» **WORK ORDER A**: Lay out the rows from the line containing "</instance>" through the line containing "155L231 157L202 178V188L206" as a JSON list of strings, one string per line, leaving out blank lines.

A simple lexer in Python

I’m taking a course on building compilers at the Israeli Open University and just learned how to use flex. It occurred to me that building a simple lexical analyzer should be quite easy with Python’s re module. A typical lexical analyzer read a stream of text input and splits it into a list of tokens. The simplest example of such a thing is the split function which takes a sentence and returns the list of words in it.

s = "A simple lexer in Python"
s.split()
[‘A’, ’simple’, ‘lexer’, ‘in’, ‘Python’]

The problem becomes more complex when you need to separate the tokens you find into different kinds, words and numbers, for instance. We’ll use a well known lyric as our sample text:

s = """99 bottles of beer on the wall, 99 bottles of beer.
Take one down and pass it around, 98 bottles of beer on the wall."
""

The first thing we need to do is build a regular expression that recognizes words and another one that recognizes numbers. Although there are shorter ways to build those regular expressions, I like the less obscure form:

wordsRegex = "[A-Za-z]+"
numbersRegex = "[0-9]+"

We could now use findall on the string and get all the numbers and words out of it.

re.findall(wordsRegex, s)
[‘bottles’, ‘of’, ‘beer’, ‘on’, ‘the’, ‘wall’, ‘bottles’, ‘of’, ‘beer’, ‘Take’, ‘one’, ‘down’, ‘and’, ‘pass’, ‘it’, ‘around’, ‘bottles’, ‘of’, ‘beer’, ‘on’, ‘the’, ‘wall’]

re.findall(numbersRegex, s)
[‘99′, ‘99′, ‘98′]

But wait, you say, that isn’t what we wanted at all! We need to get the tokens in the order of their appearance in text and still get the type of each token. Something along the lines of

for tokenType, tokenText in lexer(s):
    print tokenType, tokenText

would be really nice.

» **WORK ORDER B**: In the Python lexer article, which words does the split example return?

» **AVAILABLE RECORDS**:
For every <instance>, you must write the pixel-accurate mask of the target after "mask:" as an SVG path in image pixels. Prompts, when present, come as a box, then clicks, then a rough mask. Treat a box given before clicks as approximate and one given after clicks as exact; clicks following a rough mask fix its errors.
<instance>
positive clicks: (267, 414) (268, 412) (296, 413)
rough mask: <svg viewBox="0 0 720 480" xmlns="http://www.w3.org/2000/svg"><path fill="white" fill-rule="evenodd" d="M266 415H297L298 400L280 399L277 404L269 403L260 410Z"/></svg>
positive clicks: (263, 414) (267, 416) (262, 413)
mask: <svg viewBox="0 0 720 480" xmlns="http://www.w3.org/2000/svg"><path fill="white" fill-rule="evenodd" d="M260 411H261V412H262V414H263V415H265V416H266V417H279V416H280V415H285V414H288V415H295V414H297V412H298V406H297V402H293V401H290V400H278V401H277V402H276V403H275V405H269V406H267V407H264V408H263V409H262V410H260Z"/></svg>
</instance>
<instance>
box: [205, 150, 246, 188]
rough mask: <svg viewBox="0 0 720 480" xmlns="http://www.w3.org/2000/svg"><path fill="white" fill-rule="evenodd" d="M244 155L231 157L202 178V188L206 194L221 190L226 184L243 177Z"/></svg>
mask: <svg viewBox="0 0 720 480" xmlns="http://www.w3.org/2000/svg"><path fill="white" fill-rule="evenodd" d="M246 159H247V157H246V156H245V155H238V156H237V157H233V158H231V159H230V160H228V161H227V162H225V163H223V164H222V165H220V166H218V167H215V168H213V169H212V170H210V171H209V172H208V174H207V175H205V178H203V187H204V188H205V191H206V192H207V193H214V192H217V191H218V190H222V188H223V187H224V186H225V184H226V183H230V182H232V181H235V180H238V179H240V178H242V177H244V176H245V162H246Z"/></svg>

» **ANSWER A**:
[
  "</instance>",
  "<instance>",
  "box: [205, 150, 246, 188]",
  "rough mask: <svg viewBox=\"0 0 720 480\" xmlns=\"http://www.w3.org/2000/svg\"><path fill=\"white\" fill-rule=\"evenodd\" d=\"M244 155L231 157L202 178V188L206 194L221 190L226 184L243 177Z\"/></svg>"
]

» **ANSWER B**: A, simple, lexer, in, Python